Hij ziet in dankbaarheid om. “Ik heb steeds geluk met de mensen die me omringen. Vroeger Willeke, nu Erna, mijn twee zoons. Zakelijk leider Cees Debets stond me toe om als een kunstenaar op zolder te kunnen zijn, van Willy Smits mocht ik ongegeneerd naar buiten kijken. Uit die laatste dromerij is de samenwerking met het Residentie Orkest voortgekomen: In de Nesten, De Jonge Matthaus, en, nog onlangs, De Vuurvogel”. Die laatste voorstelling was trouwens zijn laatste première in dienst van Stella. “De Anton Philipszaal was afgeladen en na afloop mooie reacties. Opspelende emoties? Daar had ik nauwelijks last van. Ik ben op zulke momenten primair op de voorstelling gericht. Misschien komen de emoties later nog om de hoek kijken”.

Aangeleverde gegevens:
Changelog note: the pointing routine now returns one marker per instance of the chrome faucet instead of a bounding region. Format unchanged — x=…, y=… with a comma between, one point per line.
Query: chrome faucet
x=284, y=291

Doel opdracht: Welke voorstelling was volgens de tekst zijn laatste première in dienst van Stella? De regels spelen hierbij geen enkele rol.

Jouw oplossing: De Vuurvogel.